* Task prompt
Set down precisely the lines from the line with "Can you see the crumble" through the end of the material, inclusive, and no pictures.

* Materials provided
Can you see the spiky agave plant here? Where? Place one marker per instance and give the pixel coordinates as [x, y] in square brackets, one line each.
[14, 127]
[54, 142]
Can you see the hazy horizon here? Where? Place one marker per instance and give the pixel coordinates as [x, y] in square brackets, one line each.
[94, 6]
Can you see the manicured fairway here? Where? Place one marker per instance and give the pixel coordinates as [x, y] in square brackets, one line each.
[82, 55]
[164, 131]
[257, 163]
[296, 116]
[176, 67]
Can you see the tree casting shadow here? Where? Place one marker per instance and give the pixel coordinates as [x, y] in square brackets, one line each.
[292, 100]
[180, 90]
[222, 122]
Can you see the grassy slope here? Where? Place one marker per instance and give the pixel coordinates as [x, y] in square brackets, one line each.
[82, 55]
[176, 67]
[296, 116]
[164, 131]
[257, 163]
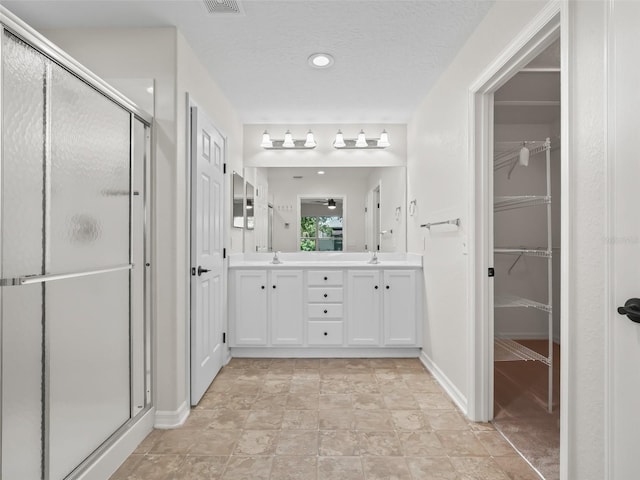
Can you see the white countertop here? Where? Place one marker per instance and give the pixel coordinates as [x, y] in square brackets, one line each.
[307, 260]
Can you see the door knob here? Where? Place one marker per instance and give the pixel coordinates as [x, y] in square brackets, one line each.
[631, 309]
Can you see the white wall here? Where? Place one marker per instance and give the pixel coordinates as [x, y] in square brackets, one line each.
[162, 54]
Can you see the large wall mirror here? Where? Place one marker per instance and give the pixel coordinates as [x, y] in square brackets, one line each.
[350, 209]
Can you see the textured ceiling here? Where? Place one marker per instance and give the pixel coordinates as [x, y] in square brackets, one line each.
[387, 53]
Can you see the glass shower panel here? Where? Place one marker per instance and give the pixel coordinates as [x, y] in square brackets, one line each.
[23, 80]
[90, 157]
[88, 345]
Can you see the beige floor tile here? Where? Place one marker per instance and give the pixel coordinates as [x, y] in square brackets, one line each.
[300, 401]
[460, 443]
[385, 468]
[127, 468]
[297, 442]
[409, 420]
[368, 401]
[421, 444]
[495, 443]
[385, 444]
[264, 420]
[178, 441]
[446, 420]
[478, 468]
[214, 442]
[149, 441]
[245, 468]
[431, 468]
[203, 468]
[257, 442]
[294, 468]
[300, 420]
[270, 401]
[338, 443]
[158, 467]
[516, 468]
[336, 419]
[335, 401]
[374, 420]
[340, 468]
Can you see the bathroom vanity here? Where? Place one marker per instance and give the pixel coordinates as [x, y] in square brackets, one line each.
[321, 304]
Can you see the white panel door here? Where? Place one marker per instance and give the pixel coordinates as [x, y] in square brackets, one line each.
[287, 313]
[207, 264]
[400, 326]
[364, 313]
[249, 322]
[625, 234]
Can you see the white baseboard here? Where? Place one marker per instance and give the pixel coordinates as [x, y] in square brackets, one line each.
[112, 457]
[339, 352]
[458, 398]
[166, 419]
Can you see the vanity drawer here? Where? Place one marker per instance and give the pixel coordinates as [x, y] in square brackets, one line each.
[325, 294]
[325, 310]
[324, 333]
[326, 277]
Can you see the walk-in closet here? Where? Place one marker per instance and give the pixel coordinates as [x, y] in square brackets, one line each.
[526, 186]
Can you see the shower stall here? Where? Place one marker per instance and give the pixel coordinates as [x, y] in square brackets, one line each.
[74, 261]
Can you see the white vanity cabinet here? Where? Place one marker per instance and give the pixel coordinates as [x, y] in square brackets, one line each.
[286, 291]
[249, 308]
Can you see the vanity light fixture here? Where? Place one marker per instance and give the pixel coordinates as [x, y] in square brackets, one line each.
[362, 142]
[289, 143]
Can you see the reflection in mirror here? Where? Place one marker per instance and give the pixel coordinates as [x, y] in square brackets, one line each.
[365, 225]
[321, 224]
[237, 201]
[249, 208]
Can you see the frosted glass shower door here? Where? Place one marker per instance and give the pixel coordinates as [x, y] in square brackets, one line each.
[66, 249]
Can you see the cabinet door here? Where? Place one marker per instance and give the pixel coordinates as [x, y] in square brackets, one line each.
[363, 307]
[250, 307]
[400, 323]
[287, 313]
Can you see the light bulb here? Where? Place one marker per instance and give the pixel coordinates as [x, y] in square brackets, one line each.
[384, 139]
[361, 142]
[288, 140]
[266, 140]
[311, 142]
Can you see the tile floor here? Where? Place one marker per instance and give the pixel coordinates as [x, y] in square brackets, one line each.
[321, 419]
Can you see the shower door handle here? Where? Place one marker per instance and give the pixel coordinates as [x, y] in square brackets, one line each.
[31, 279]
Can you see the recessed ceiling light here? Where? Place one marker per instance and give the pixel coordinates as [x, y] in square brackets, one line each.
[320, 60]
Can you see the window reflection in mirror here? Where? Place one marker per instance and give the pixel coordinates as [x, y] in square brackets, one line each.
[250, 203]
[237, 201]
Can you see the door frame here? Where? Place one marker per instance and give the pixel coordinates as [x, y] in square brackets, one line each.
[543, 29]
[190, 103]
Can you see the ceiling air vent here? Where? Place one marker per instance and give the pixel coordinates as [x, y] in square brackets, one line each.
[217, 7]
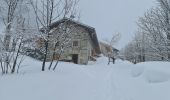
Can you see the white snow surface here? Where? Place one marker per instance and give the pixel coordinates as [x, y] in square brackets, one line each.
[95, 81]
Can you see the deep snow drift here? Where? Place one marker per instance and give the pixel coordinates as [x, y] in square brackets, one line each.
[96, 81]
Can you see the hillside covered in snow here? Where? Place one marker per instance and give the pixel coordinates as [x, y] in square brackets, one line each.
[95, 81]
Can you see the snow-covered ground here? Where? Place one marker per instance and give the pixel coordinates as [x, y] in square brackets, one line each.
[96, 81]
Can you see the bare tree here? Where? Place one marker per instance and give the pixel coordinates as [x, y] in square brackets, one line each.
[48, 11]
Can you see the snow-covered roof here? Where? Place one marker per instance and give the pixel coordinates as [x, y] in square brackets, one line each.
[91, 30]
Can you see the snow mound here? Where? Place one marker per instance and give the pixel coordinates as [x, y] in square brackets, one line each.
[152, 72]
[137, 71]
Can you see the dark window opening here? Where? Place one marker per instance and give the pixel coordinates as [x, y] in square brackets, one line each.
[75, 43]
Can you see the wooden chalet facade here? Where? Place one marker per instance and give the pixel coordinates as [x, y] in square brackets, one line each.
[83, 45]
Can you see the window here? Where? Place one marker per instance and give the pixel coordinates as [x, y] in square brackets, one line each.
[75, 43]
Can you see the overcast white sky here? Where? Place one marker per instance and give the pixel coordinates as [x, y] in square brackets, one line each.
[110, 16]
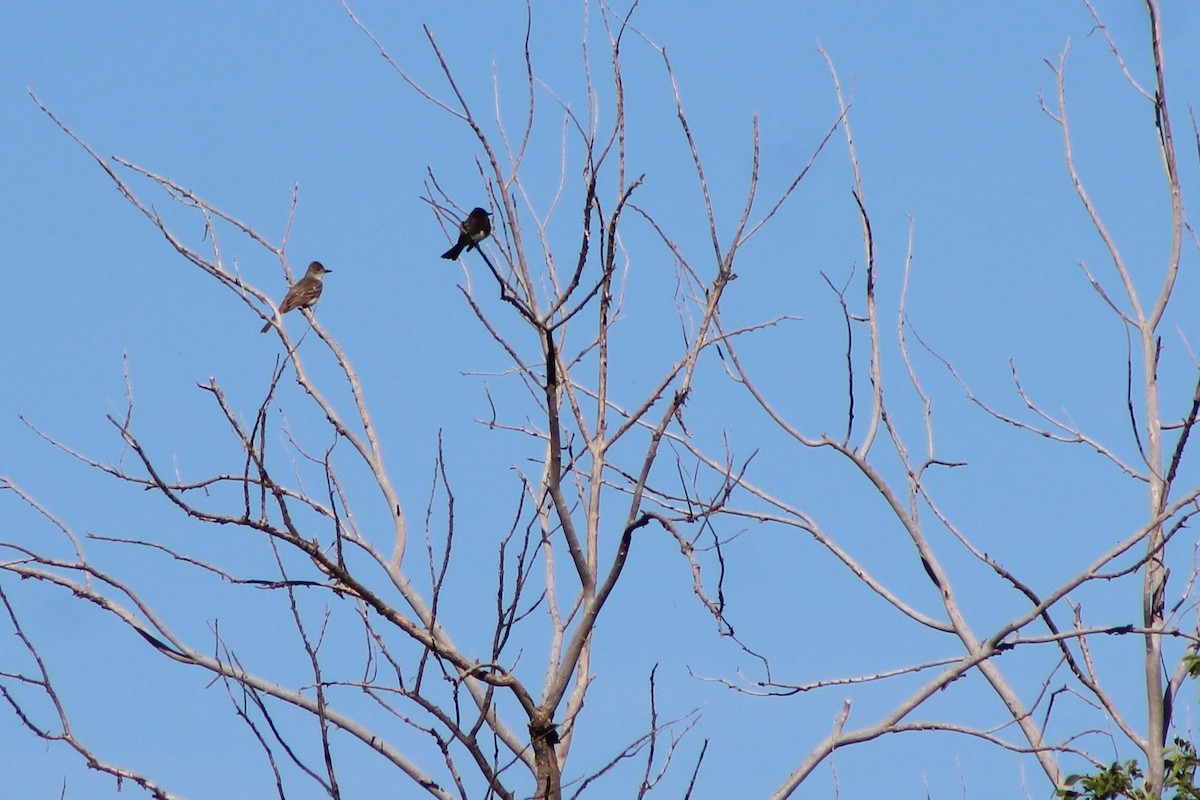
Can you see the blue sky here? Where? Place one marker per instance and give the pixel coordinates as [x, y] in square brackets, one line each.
[240, 101]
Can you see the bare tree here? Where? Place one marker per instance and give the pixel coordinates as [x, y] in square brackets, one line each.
[601, 463]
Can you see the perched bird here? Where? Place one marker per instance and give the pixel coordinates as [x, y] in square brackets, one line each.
[472, 230]
[305, 293]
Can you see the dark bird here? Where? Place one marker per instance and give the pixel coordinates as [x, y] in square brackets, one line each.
[305, 293]
[472, 230]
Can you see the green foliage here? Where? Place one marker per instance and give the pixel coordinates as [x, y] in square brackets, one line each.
[1121, 781]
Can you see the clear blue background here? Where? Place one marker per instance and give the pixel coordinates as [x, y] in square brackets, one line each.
[239, 101]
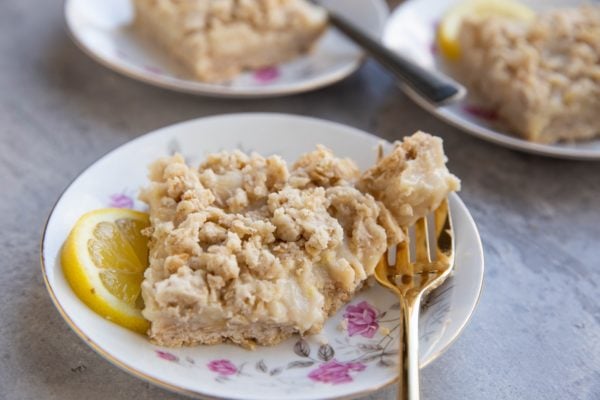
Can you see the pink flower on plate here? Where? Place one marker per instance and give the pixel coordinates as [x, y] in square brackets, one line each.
[266, 75]
[121, 200]
[362, 319]
[222, 367]
[335, 372]
[167, 356]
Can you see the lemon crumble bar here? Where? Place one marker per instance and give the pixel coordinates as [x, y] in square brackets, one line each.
[217, 39]
[248, 250]
[542, 77]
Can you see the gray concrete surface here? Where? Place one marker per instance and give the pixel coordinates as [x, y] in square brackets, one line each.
[535, 335]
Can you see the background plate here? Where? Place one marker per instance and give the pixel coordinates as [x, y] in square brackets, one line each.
[102, 29]
[411, 31]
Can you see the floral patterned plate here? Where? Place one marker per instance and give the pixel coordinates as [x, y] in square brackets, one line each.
[102, 29]
[411, 31]
[357, 350]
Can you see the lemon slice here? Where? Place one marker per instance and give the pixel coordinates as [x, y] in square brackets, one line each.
[104, 259]
[449, 27]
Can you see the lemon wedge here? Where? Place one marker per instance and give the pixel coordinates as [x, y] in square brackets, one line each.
[449, 28]
[104, 259]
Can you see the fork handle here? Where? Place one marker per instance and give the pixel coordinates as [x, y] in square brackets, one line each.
[437, 89]
[409, 351]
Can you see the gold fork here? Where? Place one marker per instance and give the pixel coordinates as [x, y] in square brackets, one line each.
[411, 280]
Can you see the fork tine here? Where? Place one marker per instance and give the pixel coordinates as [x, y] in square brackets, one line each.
[443, 231]
[403, 255]
[422, 241]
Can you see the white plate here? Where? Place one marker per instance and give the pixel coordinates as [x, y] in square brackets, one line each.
[293, 369]
[411, 31]
[102, 29]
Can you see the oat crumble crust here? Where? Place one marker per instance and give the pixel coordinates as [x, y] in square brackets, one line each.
[217, 39]
[543, 77]
[245, 250]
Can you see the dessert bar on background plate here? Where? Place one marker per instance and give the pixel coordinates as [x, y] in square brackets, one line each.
[104, 30]
[411, 31]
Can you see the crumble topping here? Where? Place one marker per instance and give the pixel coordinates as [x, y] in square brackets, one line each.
[543, 78]
[244, 249]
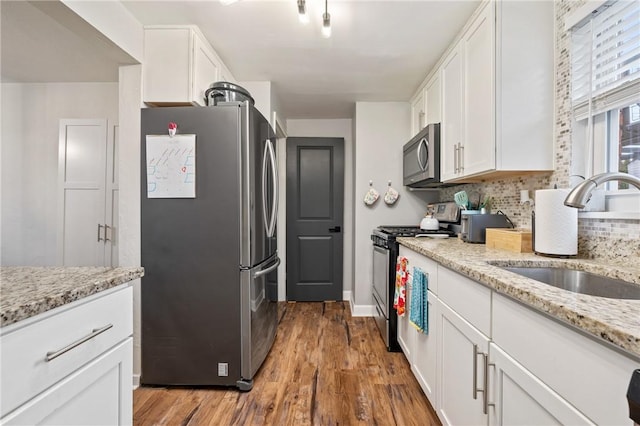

* Result for this exercise
Can you see the crumble topping here? Where? Place one marker per instance and give the pixel coordinates as [x, y] in square brackets, one line each.
[543, 78]
[244, 249]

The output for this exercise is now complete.